§ **Exercise objective**
Should any entry seem unclear, still set it down exactly as given, along with all the others.

------------------------------------------------

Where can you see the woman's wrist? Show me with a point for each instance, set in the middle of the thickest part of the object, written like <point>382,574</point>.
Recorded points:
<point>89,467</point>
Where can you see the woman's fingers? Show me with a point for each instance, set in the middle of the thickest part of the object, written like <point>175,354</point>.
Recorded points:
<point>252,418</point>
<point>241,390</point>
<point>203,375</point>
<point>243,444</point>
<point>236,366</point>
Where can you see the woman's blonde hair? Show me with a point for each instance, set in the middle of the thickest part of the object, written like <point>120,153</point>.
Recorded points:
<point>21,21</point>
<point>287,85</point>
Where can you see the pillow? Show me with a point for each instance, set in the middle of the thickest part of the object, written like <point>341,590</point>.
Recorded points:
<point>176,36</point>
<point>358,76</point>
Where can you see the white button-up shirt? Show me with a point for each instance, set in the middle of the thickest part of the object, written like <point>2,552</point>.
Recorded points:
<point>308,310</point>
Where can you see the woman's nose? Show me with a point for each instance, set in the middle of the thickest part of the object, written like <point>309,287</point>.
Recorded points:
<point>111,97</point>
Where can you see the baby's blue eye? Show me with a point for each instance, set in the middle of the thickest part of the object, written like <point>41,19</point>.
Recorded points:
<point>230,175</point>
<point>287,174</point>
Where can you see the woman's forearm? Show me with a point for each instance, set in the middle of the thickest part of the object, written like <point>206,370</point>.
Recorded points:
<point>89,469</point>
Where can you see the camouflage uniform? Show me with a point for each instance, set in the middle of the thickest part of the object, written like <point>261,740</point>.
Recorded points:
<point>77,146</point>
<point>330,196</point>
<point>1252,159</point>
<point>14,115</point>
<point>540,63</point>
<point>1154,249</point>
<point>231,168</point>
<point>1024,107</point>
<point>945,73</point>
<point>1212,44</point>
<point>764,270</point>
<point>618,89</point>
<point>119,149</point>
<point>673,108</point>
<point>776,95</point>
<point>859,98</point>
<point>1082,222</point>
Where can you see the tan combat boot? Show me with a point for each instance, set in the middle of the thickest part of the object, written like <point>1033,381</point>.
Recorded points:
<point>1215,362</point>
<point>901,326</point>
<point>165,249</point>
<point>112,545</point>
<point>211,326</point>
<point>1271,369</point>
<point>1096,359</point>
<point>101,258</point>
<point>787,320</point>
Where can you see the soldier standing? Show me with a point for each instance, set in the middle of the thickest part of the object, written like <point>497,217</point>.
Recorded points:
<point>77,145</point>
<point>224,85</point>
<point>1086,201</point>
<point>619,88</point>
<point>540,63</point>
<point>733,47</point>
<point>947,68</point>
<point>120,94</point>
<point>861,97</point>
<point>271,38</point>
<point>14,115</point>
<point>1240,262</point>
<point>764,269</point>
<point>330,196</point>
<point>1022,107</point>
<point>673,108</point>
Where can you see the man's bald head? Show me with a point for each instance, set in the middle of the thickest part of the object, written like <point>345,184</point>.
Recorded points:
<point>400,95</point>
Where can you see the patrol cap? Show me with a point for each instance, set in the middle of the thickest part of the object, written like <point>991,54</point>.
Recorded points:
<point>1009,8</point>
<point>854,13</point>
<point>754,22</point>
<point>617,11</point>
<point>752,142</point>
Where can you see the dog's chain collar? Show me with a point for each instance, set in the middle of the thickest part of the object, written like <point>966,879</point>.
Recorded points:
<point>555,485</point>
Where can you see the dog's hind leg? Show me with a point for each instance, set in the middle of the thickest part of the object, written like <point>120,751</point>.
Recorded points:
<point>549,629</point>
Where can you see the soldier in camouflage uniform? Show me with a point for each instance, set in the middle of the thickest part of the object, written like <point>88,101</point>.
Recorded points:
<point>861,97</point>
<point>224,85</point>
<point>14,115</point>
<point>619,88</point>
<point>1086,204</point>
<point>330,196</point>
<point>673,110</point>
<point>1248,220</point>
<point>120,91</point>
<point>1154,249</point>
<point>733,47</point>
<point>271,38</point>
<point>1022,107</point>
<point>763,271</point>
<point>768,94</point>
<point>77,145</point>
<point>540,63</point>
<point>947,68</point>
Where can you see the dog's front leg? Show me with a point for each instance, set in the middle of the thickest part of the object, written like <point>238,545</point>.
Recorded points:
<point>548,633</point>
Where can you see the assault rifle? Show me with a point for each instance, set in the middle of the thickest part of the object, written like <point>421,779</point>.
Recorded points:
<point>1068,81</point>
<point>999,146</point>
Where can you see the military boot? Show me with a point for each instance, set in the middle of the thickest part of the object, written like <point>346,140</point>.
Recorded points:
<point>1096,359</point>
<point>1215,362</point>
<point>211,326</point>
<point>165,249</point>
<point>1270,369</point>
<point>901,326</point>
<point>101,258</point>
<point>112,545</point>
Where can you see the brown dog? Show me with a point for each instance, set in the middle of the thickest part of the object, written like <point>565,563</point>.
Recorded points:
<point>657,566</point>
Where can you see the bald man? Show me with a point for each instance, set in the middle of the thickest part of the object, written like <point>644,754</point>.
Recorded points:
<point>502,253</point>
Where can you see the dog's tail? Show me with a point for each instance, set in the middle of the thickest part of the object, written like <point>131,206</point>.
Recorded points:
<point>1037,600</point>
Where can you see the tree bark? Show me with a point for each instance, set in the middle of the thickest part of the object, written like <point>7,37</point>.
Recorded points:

------------------------------------------------

§ **Result of this task**
Where can you see the woman's wrist? Show me with a point for each instance, set in the middle of the thickest part of the object, written like <point>382,574</point>.
Recorded points:
<point>89,467</point>
Where can you see the woman's fingers? Show me with a point for each instance, set in the middle of the thickest part of the object, written like <point>175,354</point>.
Recorded points:
<point>252,418</point>
<point>241,390</point>
<point>203,375</point>
<point>243,444</point>
<point>236,366</point>
Where can you see the woman's blonde hair? Show me with a point for each instance, set in the middle of the thickest part of the object, written like <point>120,153</point>.
Recorded points:
<point>21,21</point>
<point>287,85</point>
Where can you see the pillow? Show me with a point for each instance, set in the middle of the thickest part of the object, written like <point>341,590</point>.
Recorded points:
<point>176,36</point>
<point>358,76</point>
Where can you see the white button-up shirt? Show me with a point for each instance, set in the middle of the thickest part of the object, written like <point>2,552</point>.
Recorded points:
<point>308,310</point>
Where can you see the woman's nose? Show me with a point for each instance, set in the middle of the thickest part of the object, written like <point>309,287</point>.
Recorded points:
<point>111,97</point>
Where can you see the baby's blue eye? Show me with a point for each instance, set in the middle of the thickest part of the object, written like <point>41,19</point>.
Recorded points:
<point>230,175</point>
<point>287,174</point>
Where can you see the woman's forearm? Show me with a point for each instance, set in the middle of the thickest part of the object, written like <point>206,370</point>.
Recorded points:
<point>89,469</point>
Where can you see the camouflage uniform? Show me with a point for each instance, set in the middle of the thickest part of the object, written like <point>261,740</point>.
Recorded points:
<point>77,146</point>
<point>330,196</point>
<point>1252,159</point>
<point>14,115</point>
<point>540,63</point>
<point>1154,249</point>
<point>231,168</point>
<point>1024,107</point>
<point>945,73</point>
<point>1212,44</point>
<point>764,270</point>
<point>618,89</point>
<point>119,149</point>
<point>673,108</point>
<point>776,95</point>
<point>859,98</point>
<point>1082,222</point>
Where can you see the tan combat boot? Show me with a point for each instance, set in the middle of the thickest part of the object, written like <point>1033,381</point>.
Recorded points:
<point>1215,362</point>
<point>901,326</point>
<point>165,249</point>
<point>112,545</point>
<point>211,326</point>
<point>1271,369</point>
<point>1096,359</point>
<point>101,258</point>
<point>787,320</point>
Where can you see the soldier standing? Show me with a point for each instance, set in the middle of the thickest part of the object, written like <point>497,217</point>.
Recorded points:
<point>77,145</point>
<point>224,85</point>
<point>1086,201</point>
<point>619,88</point>
<point>540,63</point>
<point>733,47</point>
<point>947,68</point>
<point>120,94</point>
<point>861,97</point>
<point>271,38</point>
<point>14,115</point>
<point>1240,262</point>
<point>764,269</point>
<point>330,196</point>
<point>1022,107</point>
<point>673,108</point>
Where can you see the man's bald head? Show me with a point for each instance, set in the middle of the thickest part of the object, written like <point>345,184</point>.
Recorded points:
<point>400,95</point>
Where can you see the patrol cap? Show me with a point for each instance, set in the middle of the thickest part of the object, written like <point>991,54</point>.
Recorded points:
<point>1009,8</point>
<point>854,13</point>
<point>754,22</point>
<point>617,11</point>
<point>752,142</point>
Where can you see the dog's chain collar? Show me with a point for each instance, set in the middle of the thickest part of the object, written like <point>966,879</point>.
Recorded points:
<point>555,485</point>
Where can you see the dog's hind leg? Show me with a point for each instance, set in the middle of the thickest part of the object, written like <point>120,751</point>.
Recorded points:
<point>549,629</point>
Where can you see the soldier in camouflage uniform? Show me with a point for each instance, set in the middle of the thickest part of the object, written like <point>88,101</point>.
Recorded points:
<point>861,97</point>
<point>224,85</point>
<point>14,115</point>
<point>619,88</point>
<point>1086,204</point>
<point>330,196</point>
<point>673,110</point>
<point>1248,220</point>
<point>120,91</point>
<point>1154,249</point>
<point>733,47</point>
<point>271,38</point>
<point>1022,107</point>
<point>763,271</point>
<point>768,94</point>
<point>77,145</point>
<point>540,63</point>
<point>947,68</point>
Where can you see the dog's front leg? Show me with a point for each instance, set in the middle of the thickest part of the object, written like <point>238,545</point>.
Recorded points:
<point>548,633</point>
Where can you see the assault rifle? Show me with a point for each instance, set in the middle of the thickest part of the object, written like <point>421,779</point>.
Recorded points:
<point>1068,81</point>
<point>999,146</point>
Where can you see the military boot? Show me with a point for each instance, set in the middle of the thickest part of the object, written like <point>346,140</point>.
Recorded points:
<point>1096,359</point>
<point>1215,362</point>
<point>211,326</point>
<point>165,249</point>
<point>1270,369</point>
<point>901,326</point>
<point>101,258</point>
<point>112,545</point>
Where can you see the brown dog? Show me with a point for each instance, set in the middle of the thickest part of the object, written like <point>565,563</point>.
Recorded points:
<point>657,566</point>
Where can you see the bald man? Show me with a point for each instance, set in the middle of the thickest part of the object, written like <point>644,754</point>.
Recorded points:
<point>502,253</point>
Where can you see the dog's tail? Show me with a point for each instance, set in the middle of the thickest part of the object, written like <point>131,206</point>.
Recorded points:
<point>1037,600</point>
Where can you see the tree bark? Show me with a point for each instance, set in the middle of the thickest part of the object, written like <point>7,37</point>.
Recorded points:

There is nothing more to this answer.